**Source text:**
* begin *

All cov, all households

In [8]:
%%time
selected_covariates = forward_select_features(
    malawi, covariates_to_consider, num_to_select = 30, random_state=RANDOM_STATE
)
selected_covariates.to_csv(out_path / f'{year}' / 'covariates_country_all.csv', index=False)

No more improvement.
CPU times: user 5h 23min 18s, sys: 23h 14min 22s, total: 1d 4h 37min 40s
Wall time: 37min 29s


Durable/verifiable cov, all households

In [None]:
%%time
selected_covariates_durable = forward_select_features(
    malawi, durable_verifiable_covariates, num_to_select = 30, random_state=RANDOM_STATE
)
selected_covariates_durable.to_csv(out_path / f'{year}' / 'covariates_country_durable.csv', index=False)

### Using forward selection on a subset of households

In [16]:
malawi_rural = malawi[malawi.reside_URBAN == 0]

In [17]:
%%time
selected_covariates_rural = forward_select_features(
    malawi_rural, covariates_to_consider, num_to_select = 30, random_state=RANDOM_STATE
)
selected_covariates_rural.to_csv(out_path / f'{year}' / 'covariates_rural_all.csv', index=False)


CPU times: user 14h 12min 15s, sys: 2d 10h 21min, total: 3d 33min 15s
Wall time: 1h 35min 2s


In [23]:
%%time
durable_verifiable_selected_covariates_rural = forward_select_features(
    malawi_rural, durable_verifiable_covariates, num_to_select = 30, random_state=RANDOM_STATE
)
durable_verifiable_selected_covariates_rural.to_csv(
    out_path / f'{year}' / 'covariates_rural_durable.csv', index=False
)

* end *

**Short task:** Extend the notebook on forward selection of covariates for Malawi households, starting right after its last cell. The listing that follows comes from a different source.

**Provided records:**
* begin *

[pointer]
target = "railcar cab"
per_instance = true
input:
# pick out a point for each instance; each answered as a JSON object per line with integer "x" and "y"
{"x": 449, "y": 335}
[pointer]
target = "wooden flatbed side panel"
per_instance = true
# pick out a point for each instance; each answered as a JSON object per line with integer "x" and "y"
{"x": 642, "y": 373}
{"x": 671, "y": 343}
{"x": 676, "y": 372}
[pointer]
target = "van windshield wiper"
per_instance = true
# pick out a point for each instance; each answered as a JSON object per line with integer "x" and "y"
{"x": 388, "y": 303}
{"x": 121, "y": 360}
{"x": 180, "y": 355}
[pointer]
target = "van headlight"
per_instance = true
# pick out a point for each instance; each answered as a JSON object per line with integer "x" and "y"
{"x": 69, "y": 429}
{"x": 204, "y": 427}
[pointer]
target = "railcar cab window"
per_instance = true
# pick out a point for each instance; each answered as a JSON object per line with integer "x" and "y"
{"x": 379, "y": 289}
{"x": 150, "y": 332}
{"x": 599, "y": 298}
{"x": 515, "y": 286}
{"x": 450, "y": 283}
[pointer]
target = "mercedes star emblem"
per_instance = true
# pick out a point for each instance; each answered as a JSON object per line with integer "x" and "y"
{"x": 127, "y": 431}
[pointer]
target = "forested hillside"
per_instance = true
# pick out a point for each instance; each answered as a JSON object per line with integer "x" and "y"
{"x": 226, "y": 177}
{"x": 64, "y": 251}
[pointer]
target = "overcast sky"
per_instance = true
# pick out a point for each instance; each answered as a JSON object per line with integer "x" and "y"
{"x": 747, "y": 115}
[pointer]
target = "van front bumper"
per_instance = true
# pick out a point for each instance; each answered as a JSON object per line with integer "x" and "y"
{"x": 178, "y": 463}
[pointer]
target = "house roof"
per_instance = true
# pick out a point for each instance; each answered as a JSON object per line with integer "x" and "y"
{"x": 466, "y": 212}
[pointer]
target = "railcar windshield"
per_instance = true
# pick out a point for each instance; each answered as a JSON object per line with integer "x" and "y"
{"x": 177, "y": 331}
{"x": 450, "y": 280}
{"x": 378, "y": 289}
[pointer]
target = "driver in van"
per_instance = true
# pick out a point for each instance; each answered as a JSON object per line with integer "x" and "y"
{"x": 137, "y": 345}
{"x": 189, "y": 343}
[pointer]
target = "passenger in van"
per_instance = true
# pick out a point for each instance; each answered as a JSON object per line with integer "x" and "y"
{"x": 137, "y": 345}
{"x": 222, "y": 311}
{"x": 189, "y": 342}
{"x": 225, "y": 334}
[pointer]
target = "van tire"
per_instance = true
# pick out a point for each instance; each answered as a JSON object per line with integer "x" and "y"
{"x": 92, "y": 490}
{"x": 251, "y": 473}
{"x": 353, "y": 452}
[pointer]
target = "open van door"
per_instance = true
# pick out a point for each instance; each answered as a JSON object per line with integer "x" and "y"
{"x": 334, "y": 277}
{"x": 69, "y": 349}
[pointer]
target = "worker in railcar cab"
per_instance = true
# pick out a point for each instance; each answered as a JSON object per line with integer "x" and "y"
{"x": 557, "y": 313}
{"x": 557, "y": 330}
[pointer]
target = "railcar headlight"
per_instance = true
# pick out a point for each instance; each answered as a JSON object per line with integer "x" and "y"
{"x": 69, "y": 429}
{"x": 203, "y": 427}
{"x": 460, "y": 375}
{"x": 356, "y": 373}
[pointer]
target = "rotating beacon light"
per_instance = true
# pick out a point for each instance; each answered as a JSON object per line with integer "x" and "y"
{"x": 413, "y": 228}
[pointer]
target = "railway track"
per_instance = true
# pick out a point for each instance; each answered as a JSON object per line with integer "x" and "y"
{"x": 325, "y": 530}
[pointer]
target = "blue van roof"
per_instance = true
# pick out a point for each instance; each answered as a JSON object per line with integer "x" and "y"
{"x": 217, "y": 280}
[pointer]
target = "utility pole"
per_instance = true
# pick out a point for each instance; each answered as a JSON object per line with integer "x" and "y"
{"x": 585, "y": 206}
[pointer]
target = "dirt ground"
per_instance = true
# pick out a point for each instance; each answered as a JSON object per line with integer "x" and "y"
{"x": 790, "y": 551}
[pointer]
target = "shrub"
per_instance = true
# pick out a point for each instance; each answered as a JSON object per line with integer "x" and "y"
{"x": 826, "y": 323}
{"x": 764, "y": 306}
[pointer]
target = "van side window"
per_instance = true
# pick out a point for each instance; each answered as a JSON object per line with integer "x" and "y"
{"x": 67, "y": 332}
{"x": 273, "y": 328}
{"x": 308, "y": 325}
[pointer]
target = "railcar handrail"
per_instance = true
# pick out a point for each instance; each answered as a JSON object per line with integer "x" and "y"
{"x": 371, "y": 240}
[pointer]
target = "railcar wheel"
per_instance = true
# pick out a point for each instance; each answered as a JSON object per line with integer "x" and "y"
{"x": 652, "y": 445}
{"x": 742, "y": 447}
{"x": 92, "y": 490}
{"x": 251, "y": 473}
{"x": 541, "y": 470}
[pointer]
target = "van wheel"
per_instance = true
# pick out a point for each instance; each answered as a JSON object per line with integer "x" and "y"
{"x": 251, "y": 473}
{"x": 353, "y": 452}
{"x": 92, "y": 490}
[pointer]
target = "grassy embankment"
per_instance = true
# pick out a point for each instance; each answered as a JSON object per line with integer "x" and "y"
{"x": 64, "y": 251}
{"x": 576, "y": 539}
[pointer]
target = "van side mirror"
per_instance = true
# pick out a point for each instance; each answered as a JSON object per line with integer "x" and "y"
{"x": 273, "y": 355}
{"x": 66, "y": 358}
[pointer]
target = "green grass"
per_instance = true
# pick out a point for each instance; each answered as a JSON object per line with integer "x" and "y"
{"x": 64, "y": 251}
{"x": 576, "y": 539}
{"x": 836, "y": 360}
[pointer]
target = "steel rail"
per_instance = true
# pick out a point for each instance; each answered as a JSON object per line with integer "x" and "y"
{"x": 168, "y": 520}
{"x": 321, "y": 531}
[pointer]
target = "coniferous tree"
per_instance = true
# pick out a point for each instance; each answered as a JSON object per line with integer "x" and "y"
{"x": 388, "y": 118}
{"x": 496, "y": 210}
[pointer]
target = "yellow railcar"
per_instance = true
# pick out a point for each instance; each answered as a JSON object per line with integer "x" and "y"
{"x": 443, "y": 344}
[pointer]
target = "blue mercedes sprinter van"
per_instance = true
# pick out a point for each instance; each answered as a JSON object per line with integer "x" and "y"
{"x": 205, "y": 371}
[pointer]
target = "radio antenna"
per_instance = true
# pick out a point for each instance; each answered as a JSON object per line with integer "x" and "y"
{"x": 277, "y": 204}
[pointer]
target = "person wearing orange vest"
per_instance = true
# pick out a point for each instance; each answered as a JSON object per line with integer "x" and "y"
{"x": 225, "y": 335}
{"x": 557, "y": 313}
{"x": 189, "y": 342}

* end *

**Exercise answer:**
CPU times: user 4h 18min 29s, sys: 18h 20min 51s, total: 22h 39min 21s
Wall time: 29min 38s


#### Only households < $5/person/day

In [8]:
malawi_below_5 = malawi[malawi.outcome < 5]

In [None]:
%%time
selected_covariates_below_5 = forward_select_features(
    malawi_below_5, covariates_to_consider, num_to_select = 30, random_state=RANDOM_STATE
)
selected_covariates_below_5.to_csv(out_path / f'{year}' / 'covariates_below_5_all.csv', index=False)


In [9]:
%%time
durable_verifiable_selected_covariates_below_5 = forward_select_features(
    malawi_below_5, durable_verifiable_covariates, num_to_select = 30, random_state=RANDOM_STATE
)
durable_verifiable_selected_covariates_below_5.to_csv(
    out_path / f'{year}' /  'covariates_below_5_durable.csv', index=False
)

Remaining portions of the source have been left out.